### Saved entries
^^^^^^^^

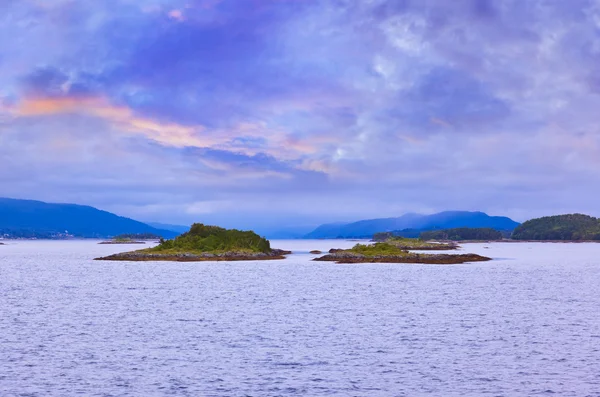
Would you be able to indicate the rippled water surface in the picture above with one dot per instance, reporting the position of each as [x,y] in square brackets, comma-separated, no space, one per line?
[525,324]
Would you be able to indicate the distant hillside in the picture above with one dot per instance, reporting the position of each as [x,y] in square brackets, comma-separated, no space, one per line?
[442,220]
[27,218]
[166,226]
[462,233]
[559,227]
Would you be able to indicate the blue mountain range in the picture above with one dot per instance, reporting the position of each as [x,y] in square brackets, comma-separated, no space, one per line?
[442,220]
[36,218]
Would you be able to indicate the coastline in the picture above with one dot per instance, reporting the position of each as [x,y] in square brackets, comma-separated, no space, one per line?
[135,256]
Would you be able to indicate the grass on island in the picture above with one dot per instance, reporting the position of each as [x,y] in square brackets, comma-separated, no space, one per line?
[378,249]
[417,244]
[212,239]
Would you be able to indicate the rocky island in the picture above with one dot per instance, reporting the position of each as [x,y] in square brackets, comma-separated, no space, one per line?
[206,243]
[414,244]
[391,253]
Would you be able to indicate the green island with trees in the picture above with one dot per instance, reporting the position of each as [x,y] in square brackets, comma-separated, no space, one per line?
[388,252]
[132,238]
[206,243]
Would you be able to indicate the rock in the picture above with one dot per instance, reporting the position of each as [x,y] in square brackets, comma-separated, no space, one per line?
[122,242]
[438,259]
[138,256]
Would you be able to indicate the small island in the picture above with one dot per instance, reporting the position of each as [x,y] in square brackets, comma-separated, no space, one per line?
[206,243]
[132,238]
[413,243]
[390,253]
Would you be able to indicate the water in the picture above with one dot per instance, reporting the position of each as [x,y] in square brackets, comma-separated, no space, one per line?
[525,324]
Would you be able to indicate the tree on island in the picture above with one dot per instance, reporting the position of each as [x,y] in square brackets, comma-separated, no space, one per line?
[203,238]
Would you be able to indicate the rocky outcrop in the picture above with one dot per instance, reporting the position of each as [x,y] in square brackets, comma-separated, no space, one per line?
[137,256]
[342,256]
[122,242]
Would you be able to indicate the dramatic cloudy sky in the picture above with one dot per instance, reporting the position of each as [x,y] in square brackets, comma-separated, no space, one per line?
[276,113]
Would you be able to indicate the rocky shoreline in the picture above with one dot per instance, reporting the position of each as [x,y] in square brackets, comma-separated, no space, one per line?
[121,242]
[342,256]
[137,256]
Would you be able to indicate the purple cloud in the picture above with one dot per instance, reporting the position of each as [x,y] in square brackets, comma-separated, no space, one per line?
[252,112]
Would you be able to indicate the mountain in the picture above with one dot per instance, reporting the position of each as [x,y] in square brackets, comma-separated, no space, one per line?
[559,227]
[442,220]
[179,229]
[28,218]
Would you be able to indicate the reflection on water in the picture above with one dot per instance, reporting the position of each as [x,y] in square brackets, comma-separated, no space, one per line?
[524,324]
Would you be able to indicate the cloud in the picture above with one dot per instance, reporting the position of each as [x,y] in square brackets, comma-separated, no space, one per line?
[279,108]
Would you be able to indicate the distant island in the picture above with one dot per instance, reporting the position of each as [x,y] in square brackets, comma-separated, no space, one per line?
[390,252]
[206,243]
[132,238]
[571,227]
[457,234]
[463,234]
[411,225]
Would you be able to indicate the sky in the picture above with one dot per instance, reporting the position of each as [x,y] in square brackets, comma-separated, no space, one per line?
[290,113]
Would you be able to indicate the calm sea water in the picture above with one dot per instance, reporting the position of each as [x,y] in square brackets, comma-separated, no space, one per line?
[525,324]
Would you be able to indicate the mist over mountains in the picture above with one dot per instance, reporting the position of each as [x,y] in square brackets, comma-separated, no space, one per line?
[38,219]
[31,218]
[442,220]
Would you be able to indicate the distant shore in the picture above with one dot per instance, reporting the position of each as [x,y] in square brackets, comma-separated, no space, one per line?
[122,242]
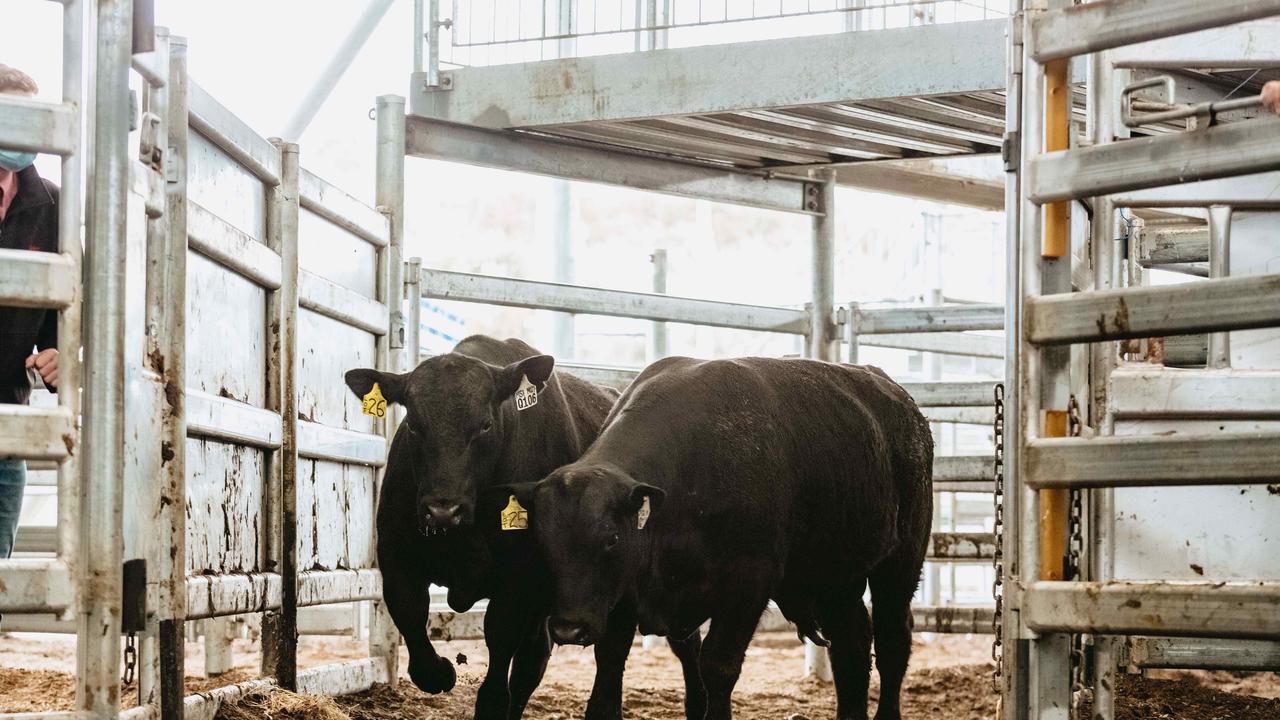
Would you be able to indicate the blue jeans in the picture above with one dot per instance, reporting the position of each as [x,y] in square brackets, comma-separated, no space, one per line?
[13,482]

^^^^^^^^

### What to do
Format the data from the line containing "Would you be able to indicate the calm" through the end as a Markdown table with columns No. and Line, one numbered row per line. Skip blank lines and leave out the pictures.

### Completed exercise
| No. | Line |
|---|---|
| 1 | Would you be able to indicate the calm sea water in the picture above with one dot per instance, reporting the position of each as [x,y] in square brackets, comma-separated, no space, one per line? |
| 2 | [525,324] |
| 3 | Would you be able to indicate the mist over mountains in the picture above with one dot per instance, reporting the position of each as [x,y] in square brackets, comma-separated, no space, one per line? |
| 4 | [38,219] |
| 5 | [31,218] |
| 6 | [442,220] |
| 7 | Would you be able to indicate the distant shore in the picture above with one dot per instance, reporting the position of each as [x,y] in square brackets, comma-separated, no space, one per line? |
| 8 | [122,242] |
| 9 | Would you be able to indicate the blue jeans in the picture above with one dot per instance, reporting the position of each as [x,y] in square brackets, comma-separated, no space, one per line? |
| 10 | [13,482] |